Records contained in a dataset
+---+

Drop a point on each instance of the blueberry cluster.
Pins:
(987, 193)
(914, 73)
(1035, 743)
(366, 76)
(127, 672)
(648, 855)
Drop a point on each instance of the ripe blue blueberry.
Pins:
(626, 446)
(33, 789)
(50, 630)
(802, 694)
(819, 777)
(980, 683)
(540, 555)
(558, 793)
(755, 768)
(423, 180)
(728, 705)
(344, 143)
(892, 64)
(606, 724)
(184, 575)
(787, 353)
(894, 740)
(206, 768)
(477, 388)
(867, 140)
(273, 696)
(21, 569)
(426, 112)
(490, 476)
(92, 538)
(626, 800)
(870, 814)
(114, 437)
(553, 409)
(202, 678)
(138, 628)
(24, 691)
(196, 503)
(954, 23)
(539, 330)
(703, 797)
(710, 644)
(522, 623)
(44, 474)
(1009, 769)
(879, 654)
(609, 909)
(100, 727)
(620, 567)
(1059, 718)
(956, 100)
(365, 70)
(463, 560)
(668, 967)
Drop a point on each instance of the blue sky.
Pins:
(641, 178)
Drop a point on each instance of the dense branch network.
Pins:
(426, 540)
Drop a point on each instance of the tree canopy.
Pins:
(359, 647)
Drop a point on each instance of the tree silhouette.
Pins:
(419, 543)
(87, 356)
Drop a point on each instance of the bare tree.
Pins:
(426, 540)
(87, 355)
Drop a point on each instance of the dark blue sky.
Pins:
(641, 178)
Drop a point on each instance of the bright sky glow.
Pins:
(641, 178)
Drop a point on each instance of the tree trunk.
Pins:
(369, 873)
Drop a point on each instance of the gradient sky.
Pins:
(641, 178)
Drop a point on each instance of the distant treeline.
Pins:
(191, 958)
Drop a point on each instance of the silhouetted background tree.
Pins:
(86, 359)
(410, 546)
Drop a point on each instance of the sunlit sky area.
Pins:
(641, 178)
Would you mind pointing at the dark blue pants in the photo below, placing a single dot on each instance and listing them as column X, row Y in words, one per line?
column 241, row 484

+---+

SHORT TASK
Repeat exactly, and only, the lines from the one containing "Drop a point on each instance of the dark" through the end of the material.

ANSWER TO THIS EXERCISE
Drop a point on each instance of the dark blue sky.
Pins:
(641, 178)
Drop a point on each instance of the bright sky glow.
Pins:
(641, 178)
Drop a point on each instance of the tree trunk.
Pins:
(369, 873)
Drop a point on each instance of the gradient sky.
Pins:
(641, 178)
Drop a point on each instance of the distant treeline.
Pins:
(191, 958)
Drop a point on each instance of the silhouetted background tree.
Pins:
(86, 359)
(410, 546)
Drop a point on each instance of the sunlit sky area.
Pins:
(641, 178)
Would you mind pointing at the dark blue pants in the photo below, placing a single dot on each instance and listing them as column X, row Y in words, one per line?
column 241, row 484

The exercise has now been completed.